:: Items
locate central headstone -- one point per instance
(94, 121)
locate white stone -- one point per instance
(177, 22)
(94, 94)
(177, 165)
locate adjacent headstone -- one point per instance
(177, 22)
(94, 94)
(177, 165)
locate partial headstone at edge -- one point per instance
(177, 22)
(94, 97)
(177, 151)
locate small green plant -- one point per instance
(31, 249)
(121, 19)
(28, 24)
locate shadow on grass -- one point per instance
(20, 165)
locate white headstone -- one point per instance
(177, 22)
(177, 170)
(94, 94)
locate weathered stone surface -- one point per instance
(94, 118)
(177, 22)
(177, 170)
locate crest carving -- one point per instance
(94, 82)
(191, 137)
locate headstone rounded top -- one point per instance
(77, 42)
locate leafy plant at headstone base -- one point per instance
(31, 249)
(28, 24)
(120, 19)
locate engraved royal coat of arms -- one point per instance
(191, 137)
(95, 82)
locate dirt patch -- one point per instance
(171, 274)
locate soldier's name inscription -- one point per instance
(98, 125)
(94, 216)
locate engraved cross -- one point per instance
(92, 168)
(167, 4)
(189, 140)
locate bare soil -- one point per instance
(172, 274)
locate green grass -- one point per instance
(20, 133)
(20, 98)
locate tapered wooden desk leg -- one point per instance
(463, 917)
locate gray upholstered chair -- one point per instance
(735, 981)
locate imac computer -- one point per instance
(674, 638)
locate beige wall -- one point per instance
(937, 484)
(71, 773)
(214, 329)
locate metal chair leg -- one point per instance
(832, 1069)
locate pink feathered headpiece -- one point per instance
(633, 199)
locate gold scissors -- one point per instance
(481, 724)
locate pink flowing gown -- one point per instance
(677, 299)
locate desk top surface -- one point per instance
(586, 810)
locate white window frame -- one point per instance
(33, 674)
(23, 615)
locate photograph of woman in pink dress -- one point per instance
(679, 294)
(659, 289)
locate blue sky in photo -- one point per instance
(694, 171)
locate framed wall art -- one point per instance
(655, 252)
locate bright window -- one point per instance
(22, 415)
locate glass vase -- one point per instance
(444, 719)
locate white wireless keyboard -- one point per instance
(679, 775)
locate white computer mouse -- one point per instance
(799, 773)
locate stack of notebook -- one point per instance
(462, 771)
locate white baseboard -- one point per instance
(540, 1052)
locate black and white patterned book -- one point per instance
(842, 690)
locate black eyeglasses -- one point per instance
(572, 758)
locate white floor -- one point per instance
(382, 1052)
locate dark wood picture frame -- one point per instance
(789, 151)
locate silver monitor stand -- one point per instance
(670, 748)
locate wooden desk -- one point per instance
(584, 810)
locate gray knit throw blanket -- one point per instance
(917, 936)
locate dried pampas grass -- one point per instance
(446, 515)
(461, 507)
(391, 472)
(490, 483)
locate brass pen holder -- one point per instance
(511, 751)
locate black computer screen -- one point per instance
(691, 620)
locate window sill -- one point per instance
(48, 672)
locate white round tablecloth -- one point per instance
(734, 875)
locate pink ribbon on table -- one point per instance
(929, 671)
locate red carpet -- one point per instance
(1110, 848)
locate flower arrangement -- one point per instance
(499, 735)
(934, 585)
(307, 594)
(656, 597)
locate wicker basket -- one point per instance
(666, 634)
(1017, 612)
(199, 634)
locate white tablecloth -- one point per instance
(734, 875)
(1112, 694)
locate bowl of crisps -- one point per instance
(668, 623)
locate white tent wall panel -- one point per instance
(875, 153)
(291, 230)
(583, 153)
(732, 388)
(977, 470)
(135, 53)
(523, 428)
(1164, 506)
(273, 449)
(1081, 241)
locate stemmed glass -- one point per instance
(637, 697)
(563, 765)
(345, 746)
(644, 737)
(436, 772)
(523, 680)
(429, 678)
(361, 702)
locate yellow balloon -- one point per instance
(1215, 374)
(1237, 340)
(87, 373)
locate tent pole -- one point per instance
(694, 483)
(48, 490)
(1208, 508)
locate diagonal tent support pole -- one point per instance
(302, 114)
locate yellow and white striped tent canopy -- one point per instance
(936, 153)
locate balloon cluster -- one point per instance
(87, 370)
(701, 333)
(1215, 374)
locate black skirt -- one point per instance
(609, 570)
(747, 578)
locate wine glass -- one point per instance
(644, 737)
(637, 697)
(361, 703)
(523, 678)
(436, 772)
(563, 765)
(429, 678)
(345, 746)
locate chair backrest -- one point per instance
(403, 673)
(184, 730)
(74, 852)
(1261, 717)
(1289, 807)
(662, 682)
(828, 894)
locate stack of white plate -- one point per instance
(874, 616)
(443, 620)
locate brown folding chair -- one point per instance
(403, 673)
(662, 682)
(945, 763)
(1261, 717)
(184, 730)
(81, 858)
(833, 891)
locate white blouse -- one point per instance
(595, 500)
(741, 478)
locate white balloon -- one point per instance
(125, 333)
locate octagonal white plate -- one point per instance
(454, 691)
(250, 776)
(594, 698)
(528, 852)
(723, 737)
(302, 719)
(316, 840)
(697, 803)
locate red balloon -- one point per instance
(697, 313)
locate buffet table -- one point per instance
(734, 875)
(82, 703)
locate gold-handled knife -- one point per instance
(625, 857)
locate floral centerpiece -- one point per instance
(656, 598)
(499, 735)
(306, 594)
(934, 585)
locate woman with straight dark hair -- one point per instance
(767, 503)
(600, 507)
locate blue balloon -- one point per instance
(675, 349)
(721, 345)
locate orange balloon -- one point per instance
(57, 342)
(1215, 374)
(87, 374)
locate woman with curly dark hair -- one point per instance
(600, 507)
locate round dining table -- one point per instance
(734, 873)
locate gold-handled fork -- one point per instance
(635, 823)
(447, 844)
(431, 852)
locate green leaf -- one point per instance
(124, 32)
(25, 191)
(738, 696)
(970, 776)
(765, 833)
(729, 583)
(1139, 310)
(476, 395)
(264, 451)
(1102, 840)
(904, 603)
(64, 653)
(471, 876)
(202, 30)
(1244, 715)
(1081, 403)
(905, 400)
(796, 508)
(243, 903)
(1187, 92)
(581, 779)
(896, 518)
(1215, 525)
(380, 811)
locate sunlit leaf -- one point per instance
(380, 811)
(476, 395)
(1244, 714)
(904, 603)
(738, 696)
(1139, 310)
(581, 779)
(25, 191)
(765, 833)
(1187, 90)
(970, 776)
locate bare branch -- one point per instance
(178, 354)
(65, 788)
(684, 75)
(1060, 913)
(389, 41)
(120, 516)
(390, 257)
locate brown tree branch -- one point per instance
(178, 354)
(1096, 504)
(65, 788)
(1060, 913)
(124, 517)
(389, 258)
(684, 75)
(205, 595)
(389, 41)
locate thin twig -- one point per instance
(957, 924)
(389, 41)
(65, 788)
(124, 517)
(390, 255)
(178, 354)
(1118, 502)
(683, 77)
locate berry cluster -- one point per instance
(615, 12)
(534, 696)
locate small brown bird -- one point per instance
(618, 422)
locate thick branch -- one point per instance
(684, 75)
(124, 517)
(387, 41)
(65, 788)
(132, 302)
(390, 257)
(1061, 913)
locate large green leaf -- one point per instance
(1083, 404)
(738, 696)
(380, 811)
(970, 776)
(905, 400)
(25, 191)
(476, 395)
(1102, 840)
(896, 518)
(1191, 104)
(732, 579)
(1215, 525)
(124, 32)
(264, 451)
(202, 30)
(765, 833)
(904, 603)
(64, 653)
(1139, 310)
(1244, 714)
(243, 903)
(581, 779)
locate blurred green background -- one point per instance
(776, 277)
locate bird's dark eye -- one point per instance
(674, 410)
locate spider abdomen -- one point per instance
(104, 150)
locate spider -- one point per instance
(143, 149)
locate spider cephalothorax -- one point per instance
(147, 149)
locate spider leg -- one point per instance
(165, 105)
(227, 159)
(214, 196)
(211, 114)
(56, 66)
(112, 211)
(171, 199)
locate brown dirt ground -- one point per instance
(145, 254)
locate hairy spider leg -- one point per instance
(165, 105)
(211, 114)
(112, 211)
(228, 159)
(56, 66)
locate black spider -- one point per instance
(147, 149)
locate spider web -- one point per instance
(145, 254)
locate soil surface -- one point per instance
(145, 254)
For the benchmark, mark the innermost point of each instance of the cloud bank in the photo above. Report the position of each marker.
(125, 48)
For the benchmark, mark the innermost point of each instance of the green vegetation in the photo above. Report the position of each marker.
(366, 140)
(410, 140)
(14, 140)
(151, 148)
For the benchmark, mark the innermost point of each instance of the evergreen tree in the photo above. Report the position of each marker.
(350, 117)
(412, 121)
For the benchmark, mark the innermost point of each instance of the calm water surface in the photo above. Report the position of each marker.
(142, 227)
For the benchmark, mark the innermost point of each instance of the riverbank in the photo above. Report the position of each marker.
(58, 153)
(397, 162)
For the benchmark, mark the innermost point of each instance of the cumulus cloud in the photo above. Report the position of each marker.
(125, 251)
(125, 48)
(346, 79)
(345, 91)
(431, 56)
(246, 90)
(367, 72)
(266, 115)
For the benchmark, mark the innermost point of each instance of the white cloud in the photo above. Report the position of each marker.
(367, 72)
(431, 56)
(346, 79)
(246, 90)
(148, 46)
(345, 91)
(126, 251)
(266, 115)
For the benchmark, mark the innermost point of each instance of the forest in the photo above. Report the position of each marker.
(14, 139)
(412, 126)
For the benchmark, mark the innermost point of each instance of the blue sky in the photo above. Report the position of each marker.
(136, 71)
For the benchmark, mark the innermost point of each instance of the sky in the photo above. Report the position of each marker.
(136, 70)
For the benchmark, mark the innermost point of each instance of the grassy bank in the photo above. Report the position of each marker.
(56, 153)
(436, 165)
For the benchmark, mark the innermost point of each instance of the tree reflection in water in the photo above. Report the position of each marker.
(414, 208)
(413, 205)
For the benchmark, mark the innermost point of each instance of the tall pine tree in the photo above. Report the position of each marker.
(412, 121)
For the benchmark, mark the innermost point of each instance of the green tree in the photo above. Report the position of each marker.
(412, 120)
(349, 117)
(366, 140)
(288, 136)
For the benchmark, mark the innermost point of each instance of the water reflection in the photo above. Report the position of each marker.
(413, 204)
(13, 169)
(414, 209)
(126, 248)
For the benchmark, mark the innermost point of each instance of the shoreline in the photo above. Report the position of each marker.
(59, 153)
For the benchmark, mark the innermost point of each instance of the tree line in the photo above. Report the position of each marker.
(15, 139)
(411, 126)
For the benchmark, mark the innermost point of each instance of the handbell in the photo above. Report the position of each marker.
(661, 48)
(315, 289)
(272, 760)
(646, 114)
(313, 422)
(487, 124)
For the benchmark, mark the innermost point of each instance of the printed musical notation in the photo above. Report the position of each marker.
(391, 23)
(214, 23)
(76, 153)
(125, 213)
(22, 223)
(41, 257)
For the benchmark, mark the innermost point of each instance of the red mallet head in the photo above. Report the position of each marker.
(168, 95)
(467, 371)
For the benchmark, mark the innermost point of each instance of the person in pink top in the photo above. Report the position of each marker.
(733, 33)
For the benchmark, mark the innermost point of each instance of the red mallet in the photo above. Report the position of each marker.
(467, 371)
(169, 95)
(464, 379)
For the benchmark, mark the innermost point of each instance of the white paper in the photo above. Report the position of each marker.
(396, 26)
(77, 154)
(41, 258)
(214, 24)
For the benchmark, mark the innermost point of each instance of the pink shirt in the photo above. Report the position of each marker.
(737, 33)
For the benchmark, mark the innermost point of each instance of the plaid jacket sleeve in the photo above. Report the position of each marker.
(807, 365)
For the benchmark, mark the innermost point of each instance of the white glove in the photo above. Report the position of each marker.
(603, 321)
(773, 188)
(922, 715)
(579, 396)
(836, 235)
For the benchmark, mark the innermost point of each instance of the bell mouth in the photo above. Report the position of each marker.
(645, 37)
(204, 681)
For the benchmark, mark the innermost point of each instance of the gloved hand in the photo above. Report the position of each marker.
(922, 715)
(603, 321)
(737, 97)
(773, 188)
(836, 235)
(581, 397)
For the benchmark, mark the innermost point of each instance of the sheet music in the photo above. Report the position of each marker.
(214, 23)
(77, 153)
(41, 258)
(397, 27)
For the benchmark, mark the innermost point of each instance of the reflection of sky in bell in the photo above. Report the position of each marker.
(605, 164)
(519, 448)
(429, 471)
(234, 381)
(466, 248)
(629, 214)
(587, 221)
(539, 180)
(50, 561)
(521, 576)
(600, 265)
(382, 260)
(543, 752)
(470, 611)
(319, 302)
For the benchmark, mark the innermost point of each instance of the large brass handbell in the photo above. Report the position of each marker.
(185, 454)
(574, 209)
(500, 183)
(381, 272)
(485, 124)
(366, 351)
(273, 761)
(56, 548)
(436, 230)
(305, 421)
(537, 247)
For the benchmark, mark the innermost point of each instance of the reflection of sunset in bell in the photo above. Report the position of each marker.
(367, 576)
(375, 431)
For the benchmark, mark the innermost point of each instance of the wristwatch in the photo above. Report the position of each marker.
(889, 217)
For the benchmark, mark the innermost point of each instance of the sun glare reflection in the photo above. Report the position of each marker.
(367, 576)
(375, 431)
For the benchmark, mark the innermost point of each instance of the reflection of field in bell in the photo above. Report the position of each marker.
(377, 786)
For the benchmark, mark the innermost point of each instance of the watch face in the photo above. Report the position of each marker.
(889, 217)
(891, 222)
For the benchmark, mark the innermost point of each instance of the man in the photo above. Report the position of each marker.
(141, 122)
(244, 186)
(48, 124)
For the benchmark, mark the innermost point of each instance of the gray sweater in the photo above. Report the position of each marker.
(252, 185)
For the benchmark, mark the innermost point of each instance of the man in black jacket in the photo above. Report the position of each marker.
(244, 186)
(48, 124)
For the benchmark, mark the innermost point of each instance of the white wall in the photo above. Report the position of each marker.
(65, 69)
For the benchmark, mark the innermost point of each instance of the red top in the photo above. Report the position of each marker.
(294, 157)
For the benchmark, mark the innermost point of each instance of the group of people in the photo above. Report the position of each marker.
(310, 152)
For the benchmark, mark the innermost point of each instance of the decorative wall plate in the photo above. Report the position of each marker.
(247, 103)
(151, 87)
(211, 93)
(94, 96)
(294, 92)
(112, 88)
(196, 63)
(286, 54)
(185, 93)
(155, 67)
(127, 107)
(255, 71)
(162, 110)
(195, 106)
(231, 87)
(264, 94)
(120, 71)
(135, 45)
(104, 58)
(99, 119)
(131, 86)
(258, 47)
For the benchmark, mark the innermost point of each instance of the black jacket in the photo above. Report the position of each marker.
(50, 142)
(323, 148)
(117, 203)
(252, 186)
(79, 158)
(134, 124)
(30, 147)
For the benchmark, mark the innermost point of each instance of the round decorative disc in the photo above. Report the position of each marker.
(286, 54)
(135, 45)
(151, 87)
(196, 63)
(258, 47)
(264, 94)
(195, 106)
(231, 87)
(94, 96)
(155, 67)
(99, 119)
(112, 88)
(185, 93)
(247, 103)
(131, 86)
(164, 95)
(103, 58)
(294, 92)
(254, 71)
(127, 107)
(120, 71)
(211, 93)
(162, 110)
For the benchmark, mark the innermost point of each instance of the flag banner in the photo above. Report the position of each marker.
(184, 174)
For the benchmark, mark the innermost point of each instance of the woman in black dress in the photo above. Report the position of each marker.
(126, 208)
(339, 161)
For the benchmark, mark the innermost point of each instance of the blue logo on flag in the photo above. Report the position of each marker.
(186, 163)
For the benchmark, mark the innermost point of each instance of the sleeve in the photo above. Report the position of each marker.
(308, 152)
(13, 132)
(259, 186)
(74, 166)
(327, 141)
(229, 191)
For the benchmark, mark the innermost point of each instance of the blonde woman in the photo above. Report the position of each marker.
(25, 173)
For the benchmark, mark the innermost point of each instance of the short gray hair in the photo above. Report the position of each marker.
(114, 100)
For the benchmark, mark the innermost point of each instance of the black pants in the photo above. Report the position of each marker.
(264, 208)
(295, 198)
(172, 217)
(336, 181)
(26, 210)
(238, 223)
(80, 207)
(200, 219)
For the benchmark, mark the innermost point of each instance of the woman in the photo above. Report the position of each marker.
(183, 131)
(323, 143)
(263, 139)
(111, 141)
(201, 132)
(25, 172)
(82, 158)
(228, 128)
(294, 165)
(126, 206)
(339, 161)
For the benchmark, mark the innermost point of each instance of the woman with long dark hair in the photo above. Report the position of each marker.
::::
- _What is needed_
Write out once more the lines above beginning at the line with "of the blonde"; continue through the final line and stop there.

- _Reply_
For the benchmark, mark the innermost point of each instance of the blonde woman in the photo above. Report the position of each marker.
(25, 173)
For the benchmark, mark the innermost point of each instance of the short gray hair in the photo above. Report the position of each marker.
(114, 100)
For the benchmark, mark the innermost point of each instance of the black pants in the photo above. Report the position of each marker.
(264, 208)
(295, 198)
(172, 217)
(336, 181)
(26, 210)
(238, 223)
(80, 207)
(200, 219)
For the benchmark, mark the innermost point of each instance of the woman in the photo above. Report the position of each marker.
(183, 131)
(323, 143)
(263, 139)
(111, 141)
(201, 132)
(25, 172)
(82, 158)
(228, 128)
(294, 165)
(126, 206)
(339, 161)
For the benchmark, mark the innermost point of each instance of the woman with long dark hair in the photo above. Report the position of each marker.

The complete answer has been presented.